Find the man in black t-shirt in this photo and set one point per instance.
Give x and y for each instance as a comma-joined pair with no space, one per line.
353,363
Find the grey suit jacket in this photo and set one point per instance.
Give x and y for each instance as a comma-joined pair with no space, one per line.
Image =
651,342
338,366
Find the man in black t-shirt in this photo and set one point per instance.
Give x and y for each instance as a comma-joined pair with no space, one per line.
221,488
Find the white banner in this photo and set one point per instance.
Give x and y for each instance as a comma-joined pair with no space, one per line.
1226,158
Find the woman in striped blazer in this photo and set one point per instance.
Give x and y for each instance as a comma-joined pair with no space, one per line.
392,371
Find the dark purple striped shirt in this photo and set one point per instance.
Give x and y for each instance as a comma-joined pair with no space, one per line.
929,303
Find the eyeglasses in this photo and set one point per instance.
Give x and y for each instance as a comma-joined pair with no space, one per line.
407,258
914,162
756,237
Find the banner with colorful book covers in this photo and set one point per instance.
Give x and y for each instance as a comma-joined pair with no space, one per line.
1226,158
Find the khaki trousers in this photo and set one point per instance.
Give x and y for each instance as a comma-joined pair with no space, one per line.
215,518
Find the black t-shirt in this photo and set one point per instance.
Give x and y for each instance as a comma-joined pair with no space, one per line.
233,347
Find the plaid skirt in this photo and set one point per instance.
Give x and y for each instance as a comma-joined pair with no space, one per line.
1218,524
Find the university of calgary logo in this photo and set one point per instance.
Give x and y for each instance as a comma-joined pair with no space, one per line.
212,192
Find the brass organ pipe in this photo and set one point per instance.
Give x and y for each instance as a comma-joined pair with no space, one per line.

* * * * *

The problem:
Copy everything from the line containing "Find the black" down to the end of the material, changing "plaid" to "tartan" and leaving the rest untouched.

Task solution:
Find the black t-shirt in this photo and set one point per instance.
Give x and y for each instance as a comma-joined pair with no space, one per line.
233,347
Find the tartan skirt in this photo and set one point per instance.
Give x and y for each instance as a comma-joined pair with no space, one per line.
1218,524
Find the university of calgary logo in this photo and set one point per instance.
Give x and y for each instance as a comma-joined pair with no space, one per line.
212,192
Find the brass organ pipe in this photo and set one point per instance.
Give x and y for each instance as a comma-joined pair with no space, one per line.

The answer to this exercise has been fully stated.